▶ REQUIREMENT:
Every entry below should be printed exactly, without its images.

╔══

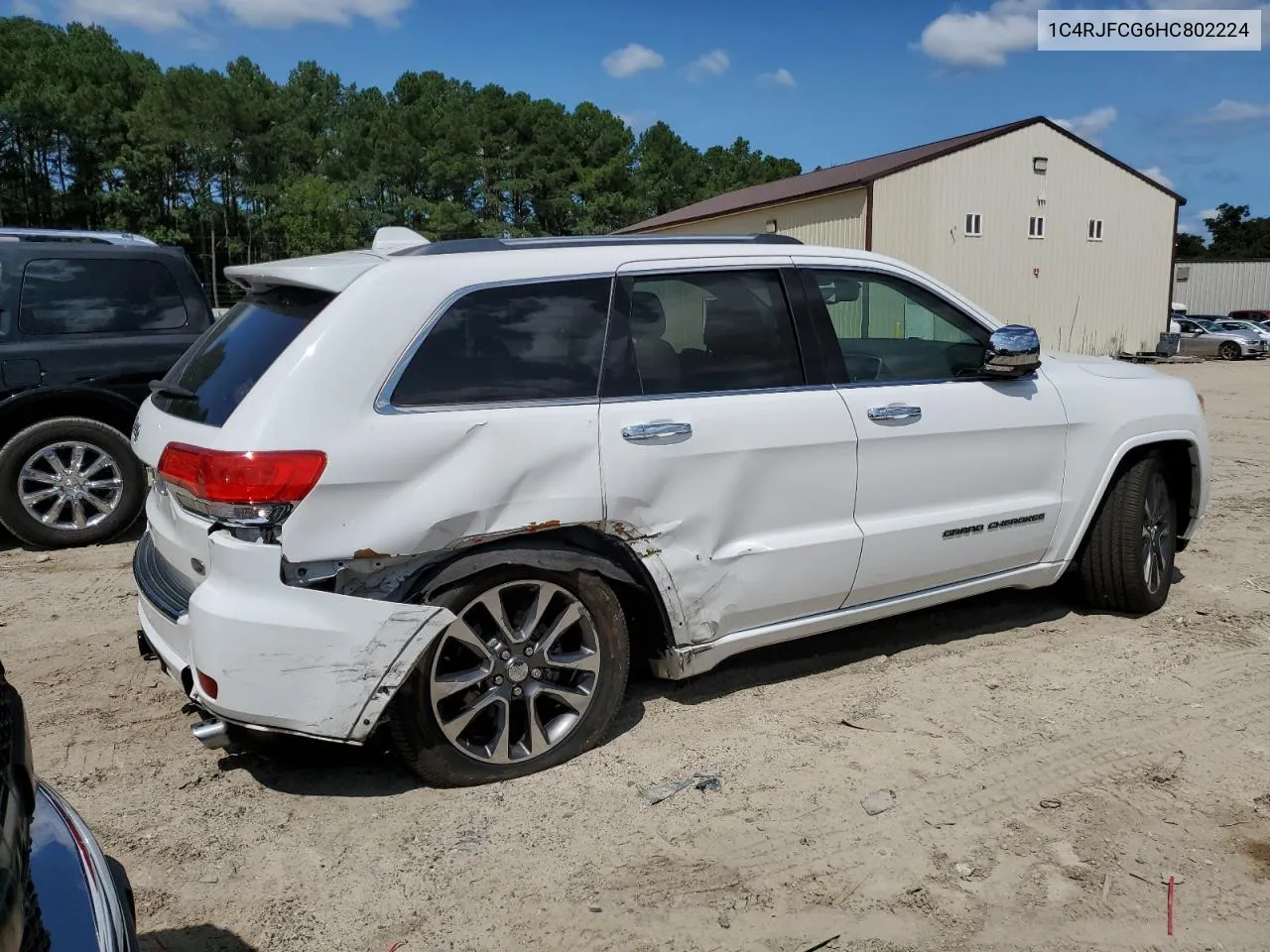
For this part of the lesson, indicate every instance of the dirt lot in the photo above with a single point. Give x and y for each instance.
(1150, 735)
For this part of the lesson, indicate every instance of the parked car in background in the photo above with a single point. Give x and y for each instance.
(1202, 338)
(554, 456)
(87, 326)
(1257, 316)
(59, 892)
(1227, 324)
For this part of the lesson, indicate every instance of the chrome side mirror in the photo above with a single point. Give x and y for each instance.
(1014, 350)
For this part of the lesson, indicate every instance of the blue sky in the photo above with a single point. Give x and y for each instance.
(822, 81)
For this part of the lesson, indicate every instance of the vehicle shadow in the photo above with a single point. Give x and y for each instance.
(9, 543)
(957, 621)
(194, 938)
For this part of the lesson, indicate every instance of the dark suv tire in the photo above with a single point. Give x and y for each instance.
(68, 481)
(500, 697)
(1127, 563)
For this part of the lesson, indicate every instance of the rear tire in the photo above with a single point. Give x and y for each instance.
(109, 480)
(549, 699)
(1127, 563)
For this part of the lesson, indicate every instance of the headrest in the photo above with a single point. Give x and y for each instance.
(648, 316)
(737, 330)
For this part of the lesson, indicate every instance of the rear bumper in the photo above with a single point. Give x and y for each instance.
(282, 657)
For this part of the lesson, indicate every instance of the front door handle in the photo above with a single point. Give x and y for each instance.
(656, 430)
(896, 412)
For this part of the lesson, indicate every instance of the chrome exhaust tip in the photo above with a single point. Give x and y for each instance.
(212, 734)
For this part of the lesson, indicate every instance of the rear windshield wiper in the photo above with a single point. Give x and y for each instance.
(175, 391)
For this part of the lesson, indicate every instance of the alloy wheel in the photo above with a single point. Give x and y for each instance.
(1157, 534)
(70, 485)
(515, 671)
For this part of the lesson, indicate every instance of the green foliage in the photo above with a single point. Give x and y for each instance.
(1236, 234)
(238, 168)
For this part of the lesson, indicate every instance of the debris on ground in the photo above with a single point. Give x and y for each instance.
(705, 782)
(879, 801)
(1167, 771)
(869, 724)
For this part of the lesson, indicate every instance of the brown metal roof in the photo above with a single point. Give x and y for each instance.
(856, 176)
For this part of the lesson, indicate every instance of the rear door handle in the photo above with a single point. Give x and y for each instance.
(656, 430)
(896, 412)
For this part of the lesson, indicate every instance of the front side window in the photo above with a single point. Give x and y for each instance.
(521, 341)
(711, 331)
(98, 296)
(890, 329)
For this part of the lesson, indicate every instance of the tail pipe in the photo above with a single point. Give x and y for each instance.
(212, 734)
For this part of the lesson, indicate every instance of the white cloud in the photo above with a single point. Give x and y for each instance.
(180, 14)
(779, 77)
(1156, 175)
(712, 63)
(1236, 111)
(1092, 125)
(287, 13)
(984, 37)
(631, 59)
(146, 14)
(638, 121)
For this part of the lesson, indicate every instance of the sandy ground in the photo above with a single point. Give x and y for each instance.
(1147, 739)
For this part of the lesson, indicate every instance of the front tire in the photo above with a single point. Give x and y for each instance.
(68, 481)
(529, 675)
(1127, 563)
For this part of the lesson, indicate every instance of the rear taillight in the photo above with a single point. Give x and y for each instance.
(244, 489)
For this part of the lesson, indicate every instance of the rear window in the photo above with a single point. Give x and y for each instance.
(98, 296)
(222, 366)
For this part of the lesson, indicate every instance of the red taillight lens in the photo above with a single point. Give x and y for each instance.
(208, 684)
(241, 479)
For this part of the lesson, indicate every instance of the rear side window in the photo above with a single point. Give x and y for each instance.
(218, 371)
(522, 341)
(98, 296)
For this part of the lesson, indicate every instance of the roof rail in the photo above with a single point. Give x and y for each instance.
(73, 235)
(468, 245)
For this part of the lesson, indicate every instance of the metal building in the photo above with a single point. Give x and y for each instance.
(1028, 220)
(1207, 286)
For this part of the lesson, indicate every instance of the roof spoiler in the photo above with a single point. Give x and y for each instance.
(394, 239)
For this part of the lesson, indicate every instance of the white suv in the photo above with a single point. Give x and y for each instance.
(456, 488)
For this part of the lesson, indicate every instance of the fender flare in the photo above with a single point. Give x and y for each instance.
(1118, 457)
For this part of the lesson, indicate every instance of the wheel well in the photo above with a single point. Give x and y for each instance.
(647, 620)
(113, 412)
(1179, 462)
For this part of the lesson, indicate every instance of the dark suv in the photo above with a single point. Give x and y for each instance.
(84, 327)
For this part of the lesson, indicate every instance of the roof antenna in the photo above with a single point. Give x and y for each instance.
(394, 239)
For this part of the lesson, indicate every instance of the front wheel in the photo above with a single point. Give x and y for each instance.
(529, 675)
(68, 481)
(1127, 563)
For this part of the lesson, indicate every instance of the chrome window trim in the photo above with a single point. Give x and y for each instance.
(703, 394)
(384, 404)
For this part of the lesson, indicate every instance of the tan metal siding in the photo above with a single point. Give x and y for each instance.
(1220, 287)
(1093, 298)
(835, 220)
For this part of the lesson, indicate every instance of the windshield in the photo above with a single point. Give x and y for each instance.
(218, 371)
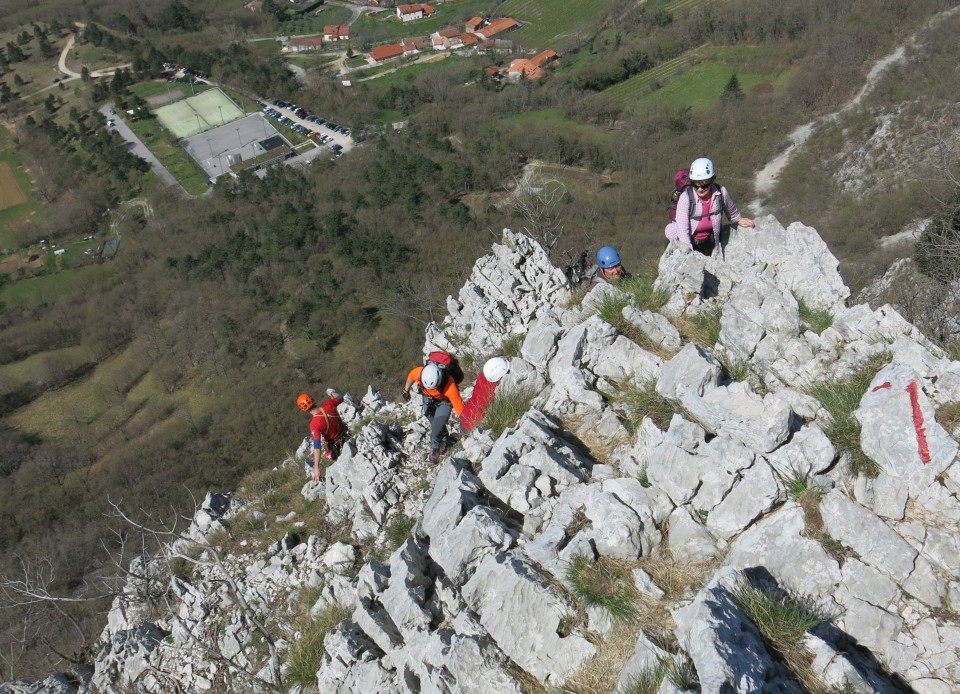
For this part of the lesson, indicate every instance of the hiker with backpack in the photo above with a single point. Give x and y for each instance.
(326, 428)
(437, 381)
(698, 206)
(484, 391)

╚══

▶ WRITTEN SOLUTION:
For this part of the lesson, indicate every instance of the dirt lot in the photo above with a single point. Give x and y for each instance.
(1150, 735)
For this part of the lesson, indicate every instance of the parked car in background in the photo above with a single point. Give x and y for each instance.
(1202, 338)
(554, 456)
(87, 326)
(1257, 316)
(59, 892)
(1227, 324)
For this part of the lesson, indicate every instance of the chrome side mirror in the photo above with a single point. Give x and y for each instance.
(1014, 350)
For this part of the lesson, indicate every instance of the blue sky in the photo above with a single point. Give x and y for each instance.
(822, 81)
For this part of the lesson, indicate every instance of the vehicle shadow in the photo above with a single point. Give x and y for each instance.
(9, 543)
(957, 621)
(194, 938)
For this part of the lesson, indicate every instance of the dark suv tire in the photo above with a single point. Give x and y for each instance.
(68, 481)
(500, 697)
(1127, 563)
For this part of the lesson, indicate every instance of the rear tire in the photo above with a single point. Give x and y for each instance.
(109, 480)
(549, 699)
(1127, 563)
For this part of the lesson, indicate every instance of the headrest in the photo above with a single point. Give x and y for each instance.
(648, 316)
(737, 330)
For this part of the lesson, indicate every instance of the rear bumper in the photo above with a single point. Give x and y for each instance.
(282, 657)
For this part of the lesson, indicate every instance of the front door handle in the photo above with a single point. Give x and y for each instance.
(656, 430)
(896, 412)
For this part of the lesson, indicate every instance of the chrome exhaust tip in the photo above with a single point. Give x and y for each instance.
(212, 734)
For this part of the lesson, indicate every instance of the rear windshield wiper in the photo above with a single point. Give x and y for each instance.
(175, 391)
For this part of the lesson, indicate every instance of the alloy wheel in the photo above with a single point. Give x and y for each instance.
(1157, 534)
(70, 485)
(515, 671)
For this part of the lesson, indicate every instance of the green foliage in the photo above with a single point. Give x and y for each instance.
(1236, 234)
(238, 168)
For this part of the lesson, indicate every instance of the debris on ground in the photo above with a single point. Give x and y for each instance.
(705, 782)
(879, 801)
(1167, 771)
(869, 724)
For this part of the lesson, indicate every instance of the brown metal roof in the photo above with a single point. Give x and y for each instance.
(856, 176)
For this part of the lesson, indicate every instance of the rear door handle in the photo above with a single point. Give x and y for each instance.
(656, 430)
(896, 412)
For this part of the lesson, indicate every instance of the front side window in the photo above with a single point. Give x and y for each instance.
(521, 341)
(711, 331)
(98, 296)
(890, 329)
For this part of the lesson, indicate every instance of the tail pipe in the photo above with a single point. Give x and y for each instance.
(212, 734)
For this part of the lesson, indicate every instance of the white cloud in the photo above with a single point. Give x and y for each instance.
(180, 14)
(779, 77)
(1156, 175)
(712, 63)
(1236, 111)
(1092, 125)
(287, 13)
(984, 37)
(631, 59)
(146, 14)
(638, 121)
For this part of the lesson, indicate every instance of the sandy ground in the photo above with a single point. Give x and y for each instance.
(1147, 739)
For this part of the lesson, indicate every instance of the front tire in the photo above with a single point. Give x and y for each instance.
(68, 481)
(529, 675)
(1127, 563)
For this part of the lesson, indicate every instance of the rear taillight in the photo above with a single point. Give x and y for each instance.
(244, 489)
For this part of the lesson, indicate every instance of the rear window in the photo above with a single point. Give x and y for each instance.
(98, 296)
(222, 366)
For this part of the lesson, indicate every instance of the red taillight lens in the photo above with a single point. Give x and y for each instance.
(208, 684)
(241, 479)
For this part of the lesson, indicate every instance of the rear side window in the photo above with a single point. Give x and y for each instance.
(218, 371)
(522, 341)
(98, 296)
For this part of the lesson, indicate every instance of the roof rail in the photo above with a single point. Give x and y for each instance.
(73, 235)
(468, 245)
For this part of the lesson, indicate every instance of the metal building in the photo above with a single point. Give x and y for each instance.
(1028, 220)
(1207, 286)
For this part of the lesson, indicate every instance of the roof spoiler in the photo above with a single point. Give x and y for each instance.
(394, 239)
For this part of the lesson, indicate every instance of the white suv in the photo above with a single point. Give x and y for each instance.
(456, 488)
For this part of the lesson, indicate every instance of the fender flare in the photo above with a single point. Give x and y for each instance.
(1118, 457)
For this part of the lesson, indicate every instance of the wheel well in the photo above with a single point. Give x and y for each instance.
(647, 620)
(113, 412)
(1179, 462)
For this part of the lesson, indicate every instance of the dark suv in the photo above with a single point. Give x and y for each instance.
(84, 327)
For this part of the lesson, indicate every instance of the roof antenna in the photo above with a single point. Give x and y for each instance.
(394, 239)
For this part of the lesson, indicate every instance of the front wheel in the photo above with a single point. Give x and y for each instance.
(529, 675)
(68, 481)
(1127, 563)
For this part of the lesson, indicate every instance of the chrome window trim in the photo above with a single point. Give x and y for each instance.
(703, 394)
(384, 404)
For this part of the lesson, indicate every instance of the tan metal siding in the photo above with a single point. Give x and y for each instance.
(1220, 287)
(1093, 298)
(835, 220)
For this part of the lesson, indicate every instance of the windshield in the photo above with a single point. Give x and y for each instance.
(218, 371)
For this part of the lesson, indicate every instance of the hiker with backpack in the photo above with a single point. Give x and y for each instance.
(326, 428)
(437, 381)
(698, 206)
(484, 391)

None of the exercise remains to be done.